STATED PROBLEM: Give a verbatim repeat of the lines that run from the line containing "Identify one point on each instance of the utility" to the end of the data below.

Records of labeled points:
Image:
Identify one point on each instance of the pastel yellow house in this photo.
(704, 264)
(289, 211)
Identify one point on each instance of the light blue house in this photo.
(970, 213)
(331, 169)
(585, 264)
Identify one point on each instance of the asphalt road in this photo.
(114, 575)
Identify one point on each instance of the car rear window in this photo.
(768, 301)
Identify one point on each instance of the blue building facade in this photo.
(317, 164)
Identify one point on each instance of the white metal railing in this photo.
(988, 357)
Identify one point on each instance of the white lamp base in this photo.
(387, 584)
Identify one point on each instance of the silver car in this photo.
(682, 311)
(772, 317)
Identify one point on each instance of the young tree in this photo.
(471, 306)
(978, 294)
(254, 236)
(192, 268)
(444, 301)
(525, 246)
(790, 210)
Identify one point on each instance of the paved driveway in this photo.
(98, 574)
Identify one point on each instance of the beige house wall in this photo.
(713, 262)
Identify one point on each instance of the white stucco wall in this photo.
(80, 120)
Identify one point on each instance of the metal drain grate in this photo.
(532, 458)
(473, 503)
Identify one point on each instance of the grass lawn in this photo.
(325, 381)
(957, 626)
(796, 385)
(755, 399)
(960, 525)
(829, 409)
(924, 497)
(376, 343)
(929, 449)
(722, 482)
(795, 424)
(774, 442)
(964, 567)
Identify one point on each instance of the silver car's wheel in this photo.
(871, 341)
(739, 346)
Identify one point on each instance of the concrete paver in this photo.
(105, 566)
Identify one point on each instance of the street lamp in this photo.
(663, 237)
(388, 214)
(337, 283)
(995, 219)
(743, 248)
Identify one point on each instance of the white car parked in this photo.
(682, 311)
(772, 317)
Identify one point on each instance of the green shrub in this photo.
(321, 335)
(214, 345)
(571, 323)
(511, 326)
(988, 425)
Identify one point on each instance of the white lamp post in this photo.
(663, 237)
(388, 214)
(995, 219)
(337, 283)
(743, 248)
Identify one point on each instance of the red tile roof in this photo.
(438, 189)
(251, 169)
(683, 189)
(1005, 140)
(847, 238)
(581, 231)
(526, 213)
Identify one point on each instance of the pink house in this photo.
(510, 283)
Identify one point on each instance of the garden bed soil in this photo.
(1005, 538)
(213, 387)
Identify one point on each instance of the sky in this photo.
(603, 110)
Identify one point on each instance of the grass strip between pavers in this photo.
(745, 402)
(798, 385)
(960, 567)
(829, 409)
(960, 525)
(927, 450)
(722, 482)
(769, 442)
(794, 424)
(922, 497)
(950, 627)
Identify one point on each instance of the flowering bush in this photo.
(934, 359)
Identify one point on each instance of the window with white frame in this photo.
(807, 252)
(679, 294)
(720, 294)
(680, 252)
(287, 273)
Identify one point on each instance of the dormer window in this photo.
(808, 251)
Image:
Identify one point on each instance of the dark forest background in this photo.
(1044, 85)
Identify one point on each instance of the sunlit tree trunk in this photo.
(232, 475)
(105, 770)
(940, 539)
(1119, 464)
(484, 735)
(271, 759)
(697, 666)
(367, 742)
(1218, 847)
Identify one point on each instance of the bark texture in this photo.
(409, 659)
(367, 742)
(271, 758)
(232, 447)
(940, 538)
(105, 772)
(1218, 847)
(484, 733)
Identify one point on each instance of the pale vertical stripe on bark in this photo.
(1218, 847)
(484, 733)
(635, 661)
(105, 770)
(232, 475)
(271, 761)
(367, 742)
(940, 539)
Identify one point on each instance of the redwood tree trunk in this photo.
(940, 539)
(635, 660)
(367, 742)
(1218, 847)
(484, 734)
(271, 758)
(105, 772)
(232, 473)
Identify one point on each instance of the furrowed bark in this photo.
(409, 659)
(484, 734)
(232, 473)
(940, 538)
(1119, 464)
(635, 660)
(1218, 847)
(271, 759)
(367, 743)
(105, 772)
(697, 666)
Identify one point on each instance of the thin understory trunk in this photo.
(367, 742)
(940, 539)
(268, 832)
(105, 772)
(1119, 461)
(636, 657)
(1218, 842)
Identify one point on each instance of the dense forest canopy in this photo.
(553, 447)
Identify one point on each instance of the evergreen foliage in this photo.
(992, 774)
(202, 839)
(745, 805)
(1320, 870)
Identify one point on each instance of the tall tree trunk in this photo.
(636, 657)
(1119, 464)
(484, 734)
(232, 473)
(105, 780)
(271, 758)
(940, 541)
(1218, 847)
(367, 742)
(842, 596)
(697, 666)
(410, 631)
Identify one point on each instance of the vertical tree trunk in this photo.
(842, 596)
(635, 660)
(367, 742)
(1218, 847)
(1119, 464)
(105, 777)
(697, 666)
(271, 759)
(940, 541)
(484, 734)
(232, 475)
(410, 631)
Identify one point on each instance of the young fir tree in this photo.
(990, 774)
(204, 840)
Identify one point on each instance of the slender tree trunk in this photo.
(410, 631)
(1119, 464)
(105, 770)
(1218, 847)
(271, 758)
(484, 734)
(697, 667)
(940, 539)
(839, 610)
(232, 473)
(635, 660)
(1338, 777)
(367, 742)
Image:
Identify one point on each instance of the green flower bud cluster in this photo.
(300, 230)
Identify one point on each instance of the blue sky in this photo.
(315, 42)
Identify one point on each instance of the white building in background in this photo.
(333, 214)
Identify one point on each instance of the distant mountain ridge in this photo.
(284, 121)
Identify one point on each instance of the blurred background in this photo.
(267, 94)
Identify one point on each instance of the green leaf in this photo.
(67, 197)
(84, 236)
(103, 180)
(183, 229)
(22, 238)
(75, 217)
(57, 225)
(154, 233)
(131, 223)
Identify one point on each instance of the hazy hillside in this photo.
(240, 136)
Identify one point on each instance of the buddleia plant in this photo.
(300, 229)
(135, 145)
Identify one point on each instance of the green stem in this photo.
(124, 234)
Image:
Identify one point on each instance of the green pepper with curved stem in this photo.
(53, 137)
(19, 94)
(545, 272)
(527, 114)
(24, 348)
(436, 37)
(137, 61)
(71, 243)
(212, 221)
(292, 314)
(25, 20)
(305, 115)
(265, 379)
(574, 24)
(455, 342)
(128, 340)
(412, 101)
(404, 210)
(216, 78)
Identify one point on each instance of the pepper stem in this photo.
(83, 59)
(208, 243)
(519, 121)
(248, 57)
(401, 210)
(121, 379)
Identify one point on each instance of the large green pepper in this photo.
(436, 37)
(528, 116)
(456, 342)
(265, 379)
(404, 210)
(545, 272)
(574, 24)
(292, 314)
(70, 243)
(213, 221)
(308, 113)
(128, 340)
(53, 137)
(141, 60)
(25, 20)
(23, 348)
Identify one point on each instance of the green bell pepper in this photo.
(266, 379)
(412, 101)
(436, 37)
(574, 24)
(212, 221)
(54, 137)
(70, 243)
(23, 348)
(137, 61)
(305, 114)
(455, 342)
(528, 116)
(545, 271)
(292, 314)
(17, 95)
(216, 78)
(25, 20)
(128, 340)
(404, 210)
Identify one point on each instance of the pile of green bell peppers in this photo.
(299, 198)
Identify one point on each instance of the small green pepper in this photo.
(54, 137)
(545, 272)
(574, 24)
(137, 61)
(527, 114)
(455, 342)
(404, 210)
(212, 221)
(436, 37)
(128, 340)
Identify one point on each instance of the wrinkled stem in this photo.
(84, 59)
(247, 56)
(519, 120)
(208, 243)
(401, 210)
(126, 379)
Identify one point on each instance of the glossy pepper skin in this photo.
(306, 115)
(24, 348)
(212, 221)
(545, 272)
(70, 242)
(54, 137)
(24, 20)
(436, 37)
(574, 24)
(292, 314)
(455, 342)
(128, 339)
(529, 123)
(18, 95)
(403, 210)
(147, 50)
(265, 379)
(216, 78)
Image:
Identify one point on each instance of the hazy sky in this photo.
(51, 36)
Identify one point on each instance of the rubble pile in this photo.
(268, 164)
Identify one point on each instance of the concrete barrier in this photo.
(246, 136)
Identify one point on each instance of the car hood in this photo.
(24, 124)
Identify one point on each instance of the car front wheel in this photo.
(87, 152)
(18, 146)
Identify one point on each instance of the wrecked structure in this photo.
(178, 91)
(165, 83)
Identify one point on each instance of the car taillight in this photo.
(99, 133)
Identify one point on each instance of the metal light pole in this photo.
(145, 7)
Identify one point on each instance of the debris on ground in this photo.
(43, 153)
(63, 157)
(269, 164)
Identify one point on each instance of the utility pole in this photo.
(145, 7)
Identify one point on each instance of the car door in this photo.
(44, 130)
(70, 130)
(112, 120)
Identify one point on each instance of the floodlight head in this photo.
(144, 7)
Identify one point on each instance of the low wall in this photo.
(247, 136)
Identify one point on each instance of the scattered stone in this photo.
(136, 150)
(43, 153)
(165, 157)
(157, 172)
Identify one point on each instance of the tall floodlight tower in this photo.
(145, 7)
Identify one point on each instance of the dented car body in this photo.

ANSWER TO THIS PROBLEM:
Identify one point on each instance of the utility pole in this photo.
(145, 7)
Identify one point on each instance of the car door in this photo.
(44, 130)
(70, 130)
(112, 120)
Identify one point on each instance of the floodlight head in this photo.
(144, 7)
Identify one point on each instance of the low wall in this photo.
(247, 136)
Identify one point on each instance of the scattered stone in this photo.
(136, 150)
(43, 153)
(165, 157)
(157, 172)
Identify one point on each instance of the tall floodlight tower in this photo.
(145, 7)
Identify one point on each instance of the dented car body in this photo.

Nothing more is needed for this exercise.